*Exercise description*
Please return every line of the data below that contains the word "wheel".

— START —

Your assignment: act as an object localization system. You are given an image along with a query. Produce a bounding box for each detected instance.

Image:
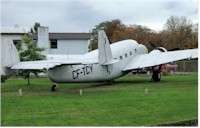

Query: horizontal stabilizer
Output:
[123,49,198,71]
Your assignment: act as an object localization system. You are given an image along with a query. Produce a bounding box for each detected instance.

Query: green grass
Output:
[1,74,198,126]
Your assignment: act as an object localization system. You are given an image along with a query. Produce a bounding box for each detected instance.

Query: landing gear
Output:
[51,83,58,92]
[151,65,161,82]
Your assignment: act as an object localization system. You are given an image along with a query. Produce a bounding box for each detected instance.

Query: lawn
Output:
[1,74,198,126]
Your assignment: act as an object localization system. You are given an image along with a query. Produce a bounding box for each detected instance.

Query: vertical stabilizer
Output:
[98,30,117,65]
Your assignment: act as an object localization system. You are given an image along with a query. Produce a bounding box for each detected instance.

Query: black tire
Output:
[51,84,57,92]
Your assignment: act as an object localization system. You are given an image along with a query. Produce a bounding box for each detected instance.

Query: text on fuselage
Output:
[72,65,93,79]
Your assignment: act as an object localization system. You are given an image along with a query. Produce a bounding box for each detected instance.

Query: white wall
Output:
[49,40,88,55]
[1,34,26,49]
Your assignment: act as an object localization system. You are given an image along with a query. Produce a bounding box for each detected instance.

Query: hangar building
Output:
[1,27,91,55]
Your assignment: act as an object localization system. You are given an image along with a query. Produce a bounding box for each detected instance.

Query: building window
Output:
[13,40,22,50]
[51,40,58,49]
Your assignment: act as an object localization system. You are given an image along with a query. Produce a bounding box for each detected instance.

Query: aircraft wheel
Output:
[51,83,58,92]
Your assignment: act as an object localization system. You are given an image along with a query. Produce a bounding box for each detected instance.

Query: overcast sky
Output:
[1,0,199,32]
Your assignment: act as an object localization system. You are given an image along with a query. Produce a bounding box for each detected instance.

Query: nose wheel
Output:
[51,83,58,92]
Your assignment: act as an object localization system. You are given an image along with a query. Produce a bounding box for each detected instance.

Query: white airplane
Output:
[1,30,198,89]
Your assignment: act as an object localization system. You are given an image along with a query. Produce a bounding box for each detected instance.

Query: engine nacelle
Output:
[149,47,167,54]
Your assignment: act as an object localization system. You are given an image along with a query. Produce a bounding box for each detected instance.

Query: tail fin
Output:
[98,30,118,65]
[1,39,20,75]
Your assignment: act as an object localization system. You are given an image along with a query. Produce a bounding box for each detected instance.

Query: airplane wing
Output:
[11,59,98,70]
[123,49,198,71]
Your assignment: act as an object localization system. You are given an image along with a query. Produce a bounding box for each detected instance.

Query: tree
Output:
[163,16,197,49]
[19,35,45,85]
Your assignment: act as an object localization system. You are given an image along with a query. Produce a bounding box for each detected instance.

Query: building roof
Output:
[1,27,30,34]
[32,33,91,40]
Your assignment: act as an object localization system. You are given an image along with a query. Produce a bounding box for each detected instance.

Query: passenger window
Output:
[125,53,128,58]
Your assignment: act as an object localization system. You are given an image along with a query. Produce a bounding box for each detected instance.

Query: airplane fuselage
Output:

— END —

*Solution to this task*
Query: aircraft wheel
Query: nose wheel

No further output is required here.